----- INPUT DATA
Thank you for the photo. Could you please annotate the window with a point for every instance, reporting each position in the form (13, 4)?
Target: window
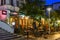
(11, 2)
(18, 3)
(3, 2)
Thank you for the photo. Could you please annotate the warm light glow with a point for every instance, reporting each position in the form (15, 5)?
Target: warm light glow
(49, 9)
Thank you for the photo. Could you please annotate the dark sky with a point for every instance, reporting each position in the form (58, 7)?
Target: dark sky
(49, 2)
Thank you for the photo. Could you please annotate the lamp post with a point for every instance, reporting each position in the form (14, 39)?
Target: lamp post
(49, 9)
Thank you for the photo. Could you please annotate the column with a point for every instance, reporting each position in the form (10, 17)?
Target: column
(7, 2)
(14, 2)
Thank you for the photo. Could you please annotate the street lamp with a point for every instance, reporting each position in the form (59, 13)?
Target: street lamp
(49, 9)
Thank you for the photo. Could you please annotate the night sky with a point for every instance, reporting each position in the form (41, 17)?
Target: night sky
(49, 2)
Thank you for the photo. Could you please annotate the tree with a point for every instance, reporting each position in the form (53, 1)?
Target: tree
(33, 9)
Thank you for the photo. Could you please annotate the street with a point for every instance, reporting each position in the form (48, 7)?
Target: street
(55, 36)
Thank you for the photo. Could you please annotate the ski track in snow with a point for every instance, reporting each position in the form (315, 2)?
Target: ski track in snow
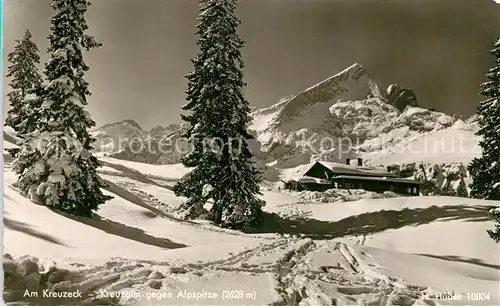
(300, 272)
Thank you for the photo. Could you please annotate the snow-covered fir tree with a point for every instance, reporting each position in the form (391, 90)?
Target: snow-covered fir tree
(217, 118)
(55, 166)
(24, 80)
(462, 189)
(485, 170)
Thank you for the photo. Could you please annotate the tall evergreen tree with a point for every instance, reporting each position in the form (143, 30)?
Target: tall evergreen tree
(25, 80)
(485, 170)
(55, 165)
(462, 189)
(217, 121)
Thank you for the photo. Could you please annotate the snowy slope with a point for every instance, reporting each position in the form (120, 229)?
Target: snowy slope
(336, 128)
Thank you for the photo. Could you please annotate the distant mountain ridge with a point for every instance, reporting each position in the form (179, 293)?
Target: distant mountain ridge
(348, 110)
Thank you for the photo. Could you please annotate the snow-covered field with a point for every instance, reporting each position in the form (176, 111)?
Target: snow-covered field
(389, 251)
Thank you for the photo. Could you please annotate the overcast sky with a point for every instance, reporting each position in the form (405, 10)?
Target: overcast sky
(438, 48)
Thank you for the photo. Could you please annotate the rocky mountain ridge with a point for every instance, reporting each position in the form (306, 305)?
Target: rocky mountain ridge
(341, 117)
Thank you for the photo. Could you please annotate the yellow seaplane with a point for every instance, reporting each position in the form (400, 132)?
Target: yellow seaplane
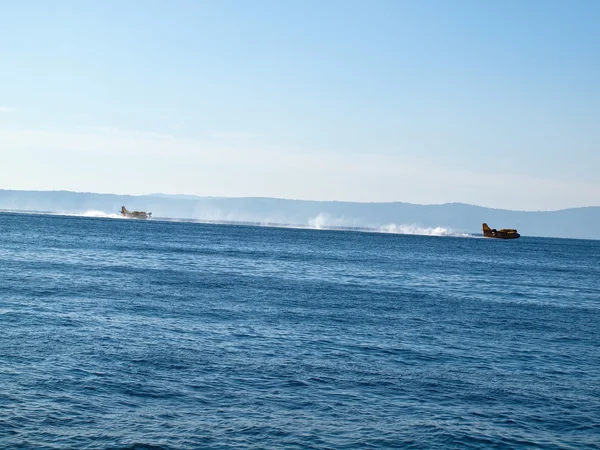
(135, 214)
(504, 233)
----------
**DIRECTIONS FOR THIS TASK**. All of the data above should be quoted exactly, except for the pictures.

**OUTPUT OF THE EXERCISE**.
Thank you for the photo. Could you please annotate the window with a point for every instance, reporting each position in the form (13, 4)?
Target: window
(11, 2)
(18, 3)
(3, 2)
Thank you for the photo. Could you please annotate the warm light glow with a point for every instance, reporting each position in the form (15, 5)?
Target: warm light glow
(49, 9)
Thank you for the photo. Could you please annotate the dark sky with a point for every instance, reporting each position in the form (58, 7)?
Target: dark sky
(49, 2)
Thank you for the photo. Could you please annotate the lamp post with a point for every instance, reporting each position in the form (14, 39)?
Target: lamp post
(49, 9)
Thank you for the photo. Could you please annotate the column with a point for every instance, reporting each position in the form (10, 17)?
Target: column
(7, 2)
(14, 2)
Thank you for the photo. Could you please annotate the street lamp with a point for every instance, reporting each position in the form (59, 13)?
Target: street lamp
(49, 9)
Thank you for the photo. Could you please annotate the night sky with a point for every instance, reporting each position in the form (41, 17)?
Target: night sky
(49, 2)
Thank you for the photo. Could you please annotate the tree with a point for every instance, reporting each position in the form (53, 1)?
Target: tree
(33, 9)
Thank you for the photo. Could you please annotate the street with a point for every instance, reporting each position in the form (48, 7)?
Target: street
(55, 36)
Thank you for the photo. Could you please annotate the ski track in snow with a point for every instance, reporting each position in the form (315, 2)?
Target: ski track in snow
(300, 272)
Thank you for the photo. Could you please annotate the snow-covered fir tree with a point for every instance, reporting each position in the form (391, 90)?
Target: snow-covered fir tree
(217, 118)
(55, 166)
(24, 80)
(462, 189)
(485, 170)
Thank you for the photo. Could you please annotate the tall evergreen tree with a point for every instance, reporting each position in the form (143, 30)?
Target: tall evergreen tree
(25, 80)
(485, 170)
(55, 165)
(462, 189)
(217, 121)
Thank you for the photo. Could you please annotate the snowy slope with a point for every instance, reporting each position in the form (120, 229)?
Target: snowy slope
(336, 128)
Thank you for the photo. Could you please annotate the distant mountain ridge with a point for every instance, reporting each position in the form (179, 293)?
Target: distant mountain ridge
(348, 110)
Thank you for the photo. Could you please annotate the snow-covered field with a point for every instance, reporting each position in the form (176, 111)?
Target: snow-covered field
(389, 251)
Thank you for the photo. Could you please annotate the overcast sky with a point for every instance, reporting each position in the form (405, 10)?
Target: overcast sky
(438, 48)
Thank you for the photo. Could you please annotate the rocky mountain ridge with a point for every instance, reporting each position in the form (306, 305)?
Target: rocky mountain ridge
(341, 117)
Thank you for the photo. Could you please annotate the yellow seaplane with a point for every instance, reporting each position in the form (400, 132)?
Target: yellow seaplane
(135, 214)
(504, 233)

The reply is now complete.